━━ INPUT DATA

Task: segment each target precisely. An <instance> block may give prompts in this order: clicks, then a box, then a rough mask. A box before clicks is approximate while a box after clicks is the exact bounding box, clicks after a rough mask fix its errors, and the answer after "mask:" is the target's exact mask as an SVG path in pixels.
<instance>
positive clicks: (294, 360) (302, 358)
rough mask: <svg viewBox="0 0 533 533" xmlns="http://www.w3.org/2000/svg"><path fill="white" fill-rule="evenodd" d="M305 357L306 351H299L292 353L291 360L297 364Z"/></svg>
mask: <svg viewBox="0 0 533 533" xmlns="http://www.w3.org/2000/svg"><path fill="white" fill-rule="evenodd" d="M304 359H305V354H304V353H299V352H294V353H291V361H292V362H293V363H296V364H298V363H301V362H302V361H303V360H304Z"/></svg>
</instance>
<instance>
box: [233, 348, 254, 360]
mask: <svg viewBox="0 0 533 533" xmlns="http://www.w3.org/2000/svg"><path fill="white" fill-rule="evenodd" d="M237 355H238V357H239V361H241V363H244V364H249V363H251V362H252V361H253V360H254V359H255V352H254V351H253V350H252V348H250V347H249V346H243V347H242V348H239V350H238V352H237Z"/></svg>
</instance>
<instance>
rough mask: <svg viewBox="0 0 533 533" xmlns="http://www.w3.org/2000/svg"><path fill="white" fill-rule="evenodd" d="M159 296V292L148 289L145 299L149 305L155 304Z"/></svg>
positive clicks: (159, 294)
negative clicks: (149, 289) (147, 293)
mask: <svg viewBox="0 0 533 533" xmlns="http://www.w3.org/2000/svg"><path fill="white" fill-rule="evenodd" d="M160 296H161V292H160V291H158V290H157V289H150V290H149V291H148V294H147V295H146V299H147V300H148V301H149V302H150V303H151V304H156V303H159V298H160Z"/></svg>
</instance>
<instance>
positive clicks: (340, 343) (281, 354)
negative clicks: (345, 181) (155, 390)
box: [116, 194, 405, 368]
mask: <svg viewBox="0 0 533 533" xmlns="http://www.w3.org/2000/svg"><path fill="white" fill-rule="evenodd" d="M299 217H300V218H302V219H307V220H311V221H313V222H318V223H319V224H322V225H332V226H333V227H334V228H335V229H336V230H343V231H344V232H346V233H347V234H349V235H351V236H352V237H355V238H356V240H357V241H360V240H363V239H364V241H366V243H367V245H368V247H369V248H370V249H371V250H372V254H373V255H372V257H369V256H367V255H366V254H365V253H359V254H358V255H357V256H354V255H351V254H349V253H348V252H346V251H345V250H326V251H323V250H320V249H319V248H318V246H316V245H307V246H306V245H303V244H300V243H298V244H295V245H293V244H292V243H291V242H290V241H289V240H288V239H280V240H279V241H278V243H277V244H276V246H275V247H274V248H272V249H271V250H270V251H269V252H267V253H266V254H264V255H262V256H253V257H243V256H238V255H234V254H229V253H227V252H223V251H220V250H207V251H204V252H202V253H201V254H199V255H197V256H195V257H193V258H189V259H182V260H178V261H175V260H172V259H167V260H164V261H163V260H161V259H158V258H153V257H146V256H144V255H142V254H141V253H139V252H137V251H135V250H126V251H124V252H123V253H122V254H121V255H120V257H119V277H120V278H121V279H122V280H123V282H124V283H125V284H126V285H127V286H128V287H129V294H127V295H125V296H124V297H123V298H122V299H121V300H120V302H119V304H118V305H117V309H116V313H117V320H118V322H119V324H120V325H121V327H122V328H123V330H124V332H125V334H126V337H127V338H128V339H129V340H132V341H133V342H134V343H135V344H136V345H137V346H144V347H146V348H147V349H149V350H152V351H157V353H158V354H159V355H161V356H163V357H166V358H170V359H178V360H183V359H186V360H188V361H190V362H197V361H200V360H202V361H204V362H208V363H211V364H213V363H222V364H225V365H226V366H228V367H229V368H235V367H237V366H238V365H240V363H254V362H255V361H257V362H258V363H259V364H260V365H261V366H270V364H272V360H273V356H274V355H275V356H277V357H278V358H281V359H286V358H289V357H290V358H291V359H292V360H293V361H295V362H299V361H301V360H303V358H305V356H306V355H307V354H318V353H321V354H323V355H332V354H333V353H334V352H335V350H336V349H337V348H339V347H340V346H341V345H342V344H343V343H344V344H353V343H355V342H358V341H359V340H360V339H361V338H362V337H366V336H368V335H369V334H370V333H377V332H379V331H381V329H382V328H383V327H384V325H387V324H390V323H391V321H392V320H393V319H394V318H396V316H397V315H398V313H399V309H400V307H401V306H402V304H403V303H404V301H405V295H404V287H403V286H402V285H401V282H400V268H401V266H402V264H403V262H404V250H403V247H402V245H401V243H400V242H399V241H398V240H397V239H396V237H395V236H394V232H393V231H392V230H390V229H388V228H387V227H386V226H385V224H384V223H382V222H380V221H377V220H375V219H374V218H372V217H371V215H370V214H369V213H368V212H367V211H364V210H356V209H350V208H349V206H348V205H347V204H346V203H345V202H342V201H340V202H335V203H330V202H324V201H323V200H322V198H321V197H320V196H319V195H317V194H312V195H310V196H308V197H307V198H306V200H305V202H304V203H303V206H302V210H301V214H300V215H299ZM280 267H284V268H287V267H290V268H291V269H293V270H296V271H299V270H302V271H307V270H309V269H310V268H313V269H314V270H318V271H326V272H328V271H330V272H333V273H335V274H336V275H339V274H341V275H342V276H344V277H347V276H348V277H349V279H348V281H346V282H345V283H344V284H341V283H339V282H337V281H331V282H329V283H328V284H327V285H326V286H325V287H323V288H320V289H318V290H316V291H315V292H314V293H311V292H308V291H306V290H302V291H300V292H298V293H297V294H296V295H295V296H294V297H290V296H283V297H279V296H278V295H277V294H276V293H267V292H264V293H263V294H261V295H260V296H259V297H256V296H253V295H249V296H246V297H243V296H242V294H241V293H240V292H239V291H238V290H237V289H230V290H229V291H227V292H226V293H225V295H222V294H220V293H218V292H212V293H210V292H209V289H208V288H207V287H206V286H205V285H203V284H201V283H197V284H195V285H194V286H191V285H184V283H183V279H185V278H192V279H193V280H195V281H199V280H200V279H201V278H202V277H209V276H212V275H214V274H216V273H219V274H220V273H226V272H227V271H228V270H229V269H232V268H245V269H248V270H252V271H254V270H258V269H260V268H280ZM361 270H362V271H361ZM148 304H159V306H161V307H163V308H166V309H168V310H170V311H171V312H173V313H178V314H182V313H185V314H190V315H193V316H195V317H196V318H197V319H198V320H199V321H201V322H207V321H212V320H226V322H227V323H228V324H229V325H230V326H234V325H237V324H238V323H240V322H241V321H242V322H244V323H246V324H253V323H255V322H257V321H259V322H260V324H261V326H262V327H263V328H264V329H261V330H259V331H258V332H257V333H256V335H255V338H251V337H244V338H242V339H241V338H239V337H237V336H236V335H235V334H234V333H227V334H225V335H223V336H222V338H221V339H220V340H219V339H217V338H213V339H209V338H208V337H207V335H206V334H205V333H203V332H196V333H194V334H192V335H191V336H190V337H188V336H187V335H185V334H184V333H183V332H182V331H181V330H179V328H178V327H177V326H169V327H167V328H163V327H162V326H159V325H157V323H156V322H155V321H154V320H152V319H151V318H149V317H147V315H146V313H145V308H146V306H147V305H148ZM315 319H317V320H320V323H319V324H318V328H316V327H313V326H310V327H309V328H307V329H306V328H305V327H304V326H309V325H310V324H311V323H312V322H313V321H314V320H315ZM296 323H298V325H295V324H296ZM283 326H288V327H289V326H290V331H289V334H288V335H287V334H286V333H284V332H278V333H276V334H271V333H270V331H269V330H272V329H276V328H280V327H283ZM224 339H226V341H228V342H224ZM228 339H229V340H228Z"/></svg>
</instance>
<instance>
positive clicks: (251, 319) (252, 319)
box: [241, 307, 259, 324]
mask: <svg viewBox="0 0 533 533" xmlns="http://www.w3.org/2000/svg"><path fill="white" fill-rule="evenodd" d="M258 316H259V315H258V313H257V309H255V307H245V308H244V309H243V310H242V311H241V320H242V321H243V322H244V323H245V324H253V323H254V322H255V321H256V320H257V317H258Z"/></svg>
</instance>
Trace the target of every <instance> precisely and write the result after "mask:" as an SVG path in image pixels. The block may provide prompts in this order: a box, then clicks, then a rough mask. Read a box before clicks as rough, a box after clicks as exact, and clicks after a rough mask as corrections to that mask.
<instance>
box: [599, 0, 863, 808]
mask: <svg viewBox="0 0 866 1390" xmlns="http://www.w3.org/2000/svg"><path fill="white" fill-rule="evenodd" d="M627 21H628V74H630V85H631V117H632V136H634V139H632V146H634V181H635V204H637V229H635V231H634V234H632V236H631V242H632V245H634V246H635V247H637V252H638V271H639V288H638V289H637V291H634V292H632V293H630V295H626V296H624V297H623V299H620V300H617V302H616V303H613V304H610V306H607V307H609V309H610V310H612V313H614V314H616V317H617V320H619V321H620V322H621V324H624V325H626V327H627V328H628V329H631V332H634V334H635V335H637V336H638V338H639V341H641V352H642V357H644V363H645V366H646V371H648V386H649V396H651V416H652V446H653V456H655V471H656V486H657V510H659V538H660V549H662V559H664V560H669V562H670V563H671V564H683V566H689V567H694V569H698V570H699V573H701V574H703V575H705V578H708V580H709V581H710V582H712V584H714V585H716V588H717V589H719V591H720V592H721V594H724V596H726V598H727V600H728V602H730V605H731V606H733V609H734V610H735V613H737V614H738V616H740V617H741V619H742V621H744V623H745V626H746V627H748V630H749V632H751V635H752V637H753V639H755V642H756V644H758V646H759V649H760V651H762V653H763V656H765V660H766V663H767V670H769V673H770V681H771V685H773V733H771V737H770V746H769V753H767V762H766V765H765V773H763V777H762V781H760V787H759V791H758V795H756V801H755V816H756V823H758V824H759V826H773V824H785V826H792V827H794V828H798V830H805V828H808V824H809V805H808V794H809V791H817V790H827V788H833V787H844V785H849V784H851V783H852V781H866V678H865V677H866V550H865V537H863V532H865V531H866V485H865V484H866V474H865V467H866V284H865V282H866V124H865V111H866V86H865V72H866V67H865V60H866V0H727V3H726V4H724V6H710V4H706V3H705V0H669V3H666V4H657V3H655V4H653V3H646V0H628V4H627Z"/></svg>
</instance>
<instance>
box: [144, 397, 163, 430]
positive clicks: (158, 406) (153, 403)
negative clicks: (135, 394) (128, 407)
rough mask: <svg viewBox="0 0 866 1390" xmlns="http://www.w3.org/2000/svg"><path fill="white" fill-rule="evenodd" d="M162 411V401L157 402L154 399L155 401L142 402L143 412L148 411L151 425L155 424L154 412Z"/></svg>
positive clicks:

━━━━

WHAT YOU HAVE TO DO: In the data above, start at the line that has "296V292L148 289L145 299L149", stop after the line that has "positive clicks: (159, 294)", and print every line in between exactly as it stands.

SOLUTION FOR THIS TASK:
rough mask: <svg viewBox="0 0 533 533" xmlns="http://www.w3.org/2000/svg"><path fill="white" fill-rule="evenodd" d="M159 296V292L148 289L145 299L149 305L155 304Z"/></svg>
positive clicks: (159, 294)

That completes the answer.